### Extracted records
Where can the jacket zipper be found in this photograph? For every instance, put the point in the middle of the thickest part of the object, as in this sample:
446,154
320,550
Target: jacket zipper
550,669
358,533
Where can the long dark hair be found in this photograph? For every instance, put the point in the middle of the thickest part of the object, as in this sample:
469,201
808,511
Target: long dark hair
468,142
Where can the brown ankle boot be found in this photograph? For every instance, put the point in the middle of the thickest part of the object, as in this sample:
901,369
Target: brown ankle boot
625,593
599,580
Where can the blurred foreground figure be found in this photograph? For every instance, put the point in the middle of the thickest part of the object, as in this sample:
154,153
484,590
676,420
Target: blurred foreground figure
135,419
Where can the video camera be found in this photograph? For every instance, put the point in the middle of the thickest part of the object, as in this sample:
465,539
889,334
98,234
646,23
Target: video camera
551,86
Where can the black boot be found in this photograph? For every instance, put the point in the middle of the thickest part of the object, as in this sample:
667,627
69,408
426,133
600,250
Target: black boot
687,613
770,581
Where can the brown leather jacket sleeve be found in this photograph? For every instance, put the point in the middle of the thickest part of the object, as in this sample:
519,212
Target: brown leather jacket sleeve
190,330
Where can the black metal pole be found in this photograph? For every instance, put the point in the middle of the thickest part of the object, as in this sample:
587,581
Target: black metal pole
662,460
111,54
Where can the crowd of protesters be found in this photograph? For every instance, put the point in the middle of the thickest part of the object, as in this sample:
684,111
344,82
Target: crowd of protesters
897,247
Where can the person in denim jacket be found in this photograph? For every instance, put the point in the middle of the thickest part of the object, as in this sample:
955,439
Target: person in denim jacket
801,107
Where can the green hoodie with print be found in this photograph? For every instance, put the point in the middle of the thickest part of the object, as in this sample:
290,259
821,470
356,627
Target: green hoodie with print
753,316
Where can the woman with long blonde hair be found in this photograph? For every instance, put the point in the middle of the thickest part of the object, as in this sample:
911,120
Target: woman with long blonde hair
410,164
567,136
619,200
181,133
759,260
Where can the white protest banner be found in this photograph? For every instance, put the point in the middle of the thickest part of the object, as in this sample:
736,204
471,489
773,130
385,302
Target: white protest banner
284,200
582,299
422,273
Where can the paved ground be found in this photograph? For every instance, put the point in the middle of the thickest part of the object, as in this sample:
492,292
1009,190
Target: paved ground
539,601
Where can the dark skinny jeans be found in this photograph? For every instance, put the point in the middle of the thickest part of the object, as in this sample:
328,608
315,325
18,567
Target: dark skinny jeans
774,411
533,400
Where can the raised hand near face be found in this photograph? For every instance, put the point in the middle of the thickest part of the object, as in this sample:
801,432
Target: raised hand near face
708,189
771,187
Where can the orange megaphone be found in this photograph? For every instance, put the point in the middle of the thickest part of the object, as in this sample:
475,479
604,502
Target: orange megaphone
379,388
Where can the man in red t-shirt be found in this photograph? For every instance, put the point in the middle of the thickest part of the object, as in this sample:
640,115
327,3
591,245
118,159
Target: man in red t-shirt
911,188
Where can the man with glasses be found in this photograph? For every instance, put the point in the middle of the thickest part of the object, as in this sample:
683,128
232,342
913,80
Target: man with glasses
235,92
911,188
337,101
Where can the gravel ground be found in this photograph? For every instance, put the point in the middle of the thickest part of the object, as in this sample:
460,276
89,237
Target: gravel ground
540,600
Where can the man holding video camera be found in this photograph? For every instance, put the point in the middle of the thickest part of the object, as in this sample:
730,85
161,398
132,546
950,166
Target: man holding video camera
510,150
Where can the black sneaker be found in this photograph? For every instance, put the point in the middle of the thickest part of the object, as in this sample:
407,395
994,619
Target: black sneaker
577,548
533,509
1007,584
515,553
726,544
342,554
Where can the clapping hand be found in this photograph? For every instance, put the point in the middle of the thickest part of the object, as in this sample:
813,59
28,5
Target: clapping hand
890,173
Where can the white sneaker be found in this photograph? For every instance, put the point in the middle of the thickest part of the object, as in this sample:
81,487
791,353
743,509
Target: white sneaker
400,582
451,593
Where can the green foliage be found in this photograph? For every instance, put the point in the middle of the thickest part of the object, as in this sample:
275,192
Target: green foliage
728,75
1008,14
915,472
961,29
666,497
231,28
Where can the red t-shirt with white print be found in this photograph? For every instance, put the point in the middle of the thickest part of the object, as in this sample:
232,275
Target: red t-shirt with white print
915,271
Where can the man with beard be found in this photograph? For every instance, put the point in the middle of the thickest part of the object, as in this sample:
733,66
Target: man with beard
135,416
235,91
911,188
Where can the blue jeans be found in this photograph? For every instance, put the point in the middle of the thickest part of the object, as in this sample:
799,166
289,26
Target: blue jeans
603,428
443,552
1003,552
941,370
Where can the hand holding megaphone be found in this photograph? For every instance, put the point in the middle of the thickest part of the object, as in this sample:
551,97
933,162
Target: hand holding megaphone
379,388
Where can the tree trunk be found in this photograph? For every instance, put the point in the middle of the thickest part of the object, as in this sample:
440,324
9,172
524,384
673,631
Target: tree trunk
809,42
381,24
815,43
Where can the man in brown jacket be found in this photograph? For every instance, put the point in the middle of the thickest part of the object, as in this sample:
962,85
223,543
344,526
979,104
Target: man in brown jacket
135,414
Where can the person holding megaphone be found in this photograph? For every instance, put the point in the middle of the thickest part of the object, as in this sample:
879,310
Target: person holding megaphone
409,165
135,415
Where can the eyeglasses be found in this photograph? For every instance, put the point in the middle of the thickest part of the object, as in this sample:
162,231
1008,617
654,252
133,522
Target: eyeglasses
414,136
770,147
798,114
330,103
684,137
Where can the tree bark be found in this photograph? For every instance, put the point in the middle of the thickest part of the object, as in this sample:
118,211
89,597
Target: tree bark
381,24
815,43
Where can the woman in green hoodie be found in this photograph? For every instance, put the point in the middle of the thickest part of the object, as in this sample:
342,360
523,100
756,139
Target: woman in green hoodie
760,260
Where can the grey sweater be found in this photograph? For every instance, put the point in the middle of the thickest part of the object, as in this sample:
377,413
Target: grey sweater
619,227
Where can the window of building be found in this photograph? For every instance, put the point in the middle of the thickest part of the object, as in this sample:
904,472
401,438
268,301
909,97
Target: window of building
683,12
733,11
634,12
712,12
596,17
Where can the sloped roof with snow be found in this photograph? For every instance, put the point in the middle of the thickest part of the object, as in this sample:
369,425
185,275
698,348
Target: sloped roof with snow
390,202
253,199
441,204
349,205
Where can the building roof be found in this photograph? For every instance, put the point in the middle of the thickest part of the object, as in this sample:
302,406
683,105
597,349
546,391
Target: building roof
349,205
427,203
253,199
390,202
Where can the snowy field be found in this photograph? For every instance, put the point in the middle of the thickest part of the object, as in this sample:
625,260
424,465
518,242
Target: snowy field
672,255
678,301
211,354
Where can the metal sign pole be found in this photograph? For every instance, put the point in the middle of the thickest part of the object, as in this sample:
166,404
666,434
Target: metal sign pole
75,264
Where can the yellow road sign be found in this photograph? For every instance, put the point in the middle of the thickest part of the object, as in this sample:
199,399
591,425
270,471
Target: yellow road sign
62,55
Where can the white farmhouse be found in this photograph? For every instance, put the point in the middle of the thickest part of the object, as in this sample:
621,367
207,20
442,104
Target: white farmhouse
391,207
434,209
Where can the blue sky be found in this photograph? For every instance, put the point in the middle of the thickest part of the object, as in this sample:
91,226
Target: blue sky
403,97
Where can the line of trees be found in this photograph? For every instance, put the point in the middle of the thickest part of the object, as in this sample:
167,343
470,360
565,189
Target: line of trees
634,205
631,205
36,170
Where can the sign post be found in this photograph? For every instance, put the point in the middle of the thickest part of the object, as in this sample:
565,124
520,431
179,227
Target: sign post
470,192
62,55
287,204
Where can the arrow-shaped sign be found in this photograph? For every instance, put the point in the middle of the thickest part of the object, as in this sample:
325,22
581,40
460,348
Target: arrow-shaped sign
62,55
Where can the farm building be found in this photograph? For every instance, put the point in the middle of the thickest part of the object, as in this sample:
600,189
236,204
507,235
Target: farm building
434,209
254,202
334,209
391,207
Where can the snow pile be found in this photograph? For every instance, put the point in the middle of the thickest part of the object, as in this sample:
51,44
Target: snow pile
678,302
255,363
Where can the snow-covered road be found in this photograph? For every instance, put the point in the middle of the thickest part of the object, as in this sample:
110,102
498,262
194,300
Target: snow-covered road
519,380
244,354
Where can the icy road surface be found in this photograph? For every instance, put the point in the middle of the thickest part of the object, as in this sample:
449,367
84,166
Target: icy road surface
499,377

### TASK INSTRUCTIONS
Repeat only the lines from the one holding "Where can the snow pile" through the last line of the data.

### RESPONSE TO THE TASK
Where can the snow pile be found in this photograph? For every instance, put the point in the middle of the thickest part of the object, as in this sample:
51,44
Target: snow pile
678,302
255,363
Where can the snow-covered road be found in this photograph? For every instance, put the point in the middle of the thickest part of the object, as in this sample:
110,102
498,262
194,300
Target: snow-covered road
519,380
244,354
Where can the icy road surface be found in this photograph? For every instance, put the point in the middle of the thickest part of the object, as in this sample:
449,367
84,166
Target: icy road surface
499,377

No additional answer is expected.